[Detection items]
****

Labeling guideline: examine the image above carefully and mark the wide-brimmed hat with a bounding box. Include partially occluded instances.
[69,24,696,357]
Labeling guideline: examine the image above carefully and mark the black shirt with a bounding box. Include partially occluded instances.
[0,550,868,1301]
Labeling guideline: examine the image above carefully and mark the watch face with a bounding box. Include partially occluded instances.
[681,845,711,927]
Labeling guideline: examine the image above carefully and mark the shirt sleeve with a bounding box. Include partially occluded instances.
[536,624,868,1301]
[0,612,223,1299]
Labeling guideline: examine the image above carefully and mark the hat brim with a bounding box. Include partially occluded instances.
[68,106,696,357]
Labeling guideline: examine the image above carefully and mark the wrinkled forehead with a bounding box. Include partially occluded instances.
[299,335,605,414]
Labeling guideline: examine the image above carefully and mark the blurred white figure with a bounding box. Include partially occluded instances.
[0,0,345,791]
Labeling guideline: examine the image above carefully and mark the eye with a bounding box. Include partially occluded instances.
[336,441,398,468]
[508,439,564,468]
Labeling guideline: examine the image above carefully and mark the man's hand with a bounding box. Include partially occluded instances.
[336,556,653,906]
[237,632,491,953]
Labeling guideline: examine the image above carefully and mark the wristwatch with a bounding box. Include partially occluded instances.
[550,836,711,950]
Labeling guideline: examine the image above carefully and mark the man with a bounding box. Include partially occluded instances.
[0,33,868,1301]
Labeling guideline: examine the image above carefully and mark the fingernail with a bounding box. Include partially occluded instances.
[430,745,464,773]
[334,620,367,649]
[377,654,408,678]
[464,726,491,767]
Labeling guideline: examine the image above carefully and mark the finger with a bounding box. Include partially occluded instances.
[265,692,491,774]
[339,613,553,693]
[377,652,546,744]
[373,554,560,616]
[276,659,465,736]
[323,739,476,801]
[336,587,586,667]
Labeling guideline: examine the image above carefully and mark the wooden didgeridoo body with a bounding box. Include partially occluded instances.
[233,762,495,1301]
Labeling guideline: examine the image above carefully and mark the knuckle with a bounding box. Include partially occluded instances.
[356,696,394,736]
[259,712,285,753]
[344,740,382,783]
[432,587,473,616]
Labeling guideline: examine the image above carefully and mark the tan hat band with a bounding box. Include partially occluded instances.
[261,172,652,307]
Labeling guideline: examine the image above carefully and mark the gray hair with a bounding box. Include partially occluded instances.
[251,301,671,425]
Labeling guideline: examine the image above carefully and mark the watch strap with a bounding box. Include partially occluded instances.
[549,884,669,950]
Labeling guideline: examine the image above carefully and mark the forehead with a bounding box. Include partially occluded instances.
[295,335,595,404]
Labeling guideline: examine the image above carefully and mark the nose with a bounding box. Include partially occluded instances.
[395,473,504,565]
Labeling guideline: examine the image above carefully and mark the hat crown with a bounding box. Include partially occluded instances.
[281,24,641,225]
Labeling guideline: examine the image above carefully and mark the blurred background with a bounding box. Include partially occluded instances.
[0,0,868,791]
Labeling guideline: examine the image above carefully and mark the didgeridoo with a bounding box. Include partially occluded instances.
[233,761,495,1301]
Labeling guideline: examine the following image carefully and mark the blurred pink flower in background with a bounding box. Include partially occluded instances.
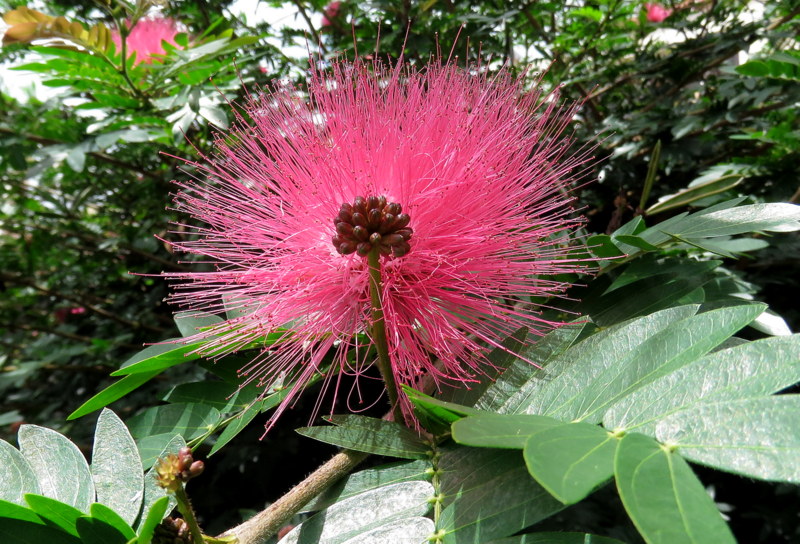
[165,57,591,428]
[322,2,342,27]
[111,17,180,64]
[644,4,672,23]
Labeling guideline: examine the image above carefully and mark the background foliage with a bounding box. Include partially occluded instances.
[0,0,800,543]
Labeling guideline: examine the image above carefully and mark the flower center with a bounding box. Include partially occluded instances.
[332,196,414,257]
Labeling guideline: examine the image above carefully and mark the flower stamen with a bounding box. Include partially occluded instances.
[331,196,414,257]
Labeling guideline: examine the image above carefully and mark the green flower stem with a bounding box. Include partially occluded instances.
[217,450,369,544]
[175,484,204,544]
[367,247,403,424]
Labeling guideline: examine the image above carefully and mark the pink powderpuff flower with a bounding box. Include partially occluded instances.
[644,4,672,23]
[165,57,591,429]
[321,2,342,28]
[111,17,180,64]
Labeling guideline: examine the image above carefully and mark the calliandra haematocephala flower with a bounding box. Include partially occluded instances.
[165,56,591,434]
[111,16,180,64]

****

Your objective ->
Rewrite the lines starting at the one that has "mark the tan" and ending after the one that has "[367,247,403,424]", changing "partially occluded" to "partly hidden" and leaving everything else as it is. Leave the pictures out of your answer.

Solution to this task ->
Labeling guideline: examine the image above carefully and mark the tan hat band with a bounding box. Include partly hidden instances.
[261,172,652,307]
Labeling guideline: examine the image above carefully and mark the gray hair with a bounding box. Include partly hidden instances.
[251,301,671,425]
Labeling guideline: examine the image above carefully and mark the watch strap with a bounding box. Include partly hidden instances.
[549,884,669,950]
Labeling guideline: examine the image above carefully and mark the forehead with a bounding box. Include partly hidden instances.
[295,335,595,404]
Labeling guideline: examine the image above carefully and mark the nose with a bounding box. Include partly hidden instances.
[395,473,504,565]
Labeling guideline: examine the image above carefully and mark the hat crown with a bounding box. Include partly hidden instances.
[281,24,641,225]
Labeling guideline: examine the image above carefully and mark the blurred background with a bounding box. Include partly hidden instances.
[0,0,868,791]
Labeling guideline: examine the image above carefully and mark the didgeridoo with a bounding box. Include partly hidden instances.
[233,761,495,1301]
Labeling guideline: examine the following image carefully and mark the blurred pink flower in background with a bounding box. Include partly hidden instances.
[165,57,591,428]
[322,2,342,27]
[111,17,180,64]
[644,4,672,23]
Labeling guideline: examine the image above carefully and mark the background foliage with a bounding box. Include partly hidden instances.
[0,0,800,543]
Labeling guideline: examine the image above carefully and mark the flower center with a bounding box. Include partly hidden instances.
[332,196,414,257]
Labeling guideline: examine the image above carefully and mark the flower stamen with a bounding box. Include partly hidden instances.
[331,196,414,257]
Labeling guideline: examine the image above carefully and mark the green flower stem with a bounding box. Include partly hidden instances.
[217,450,369,544]
[175,484,204,544]
[367,247,403,424]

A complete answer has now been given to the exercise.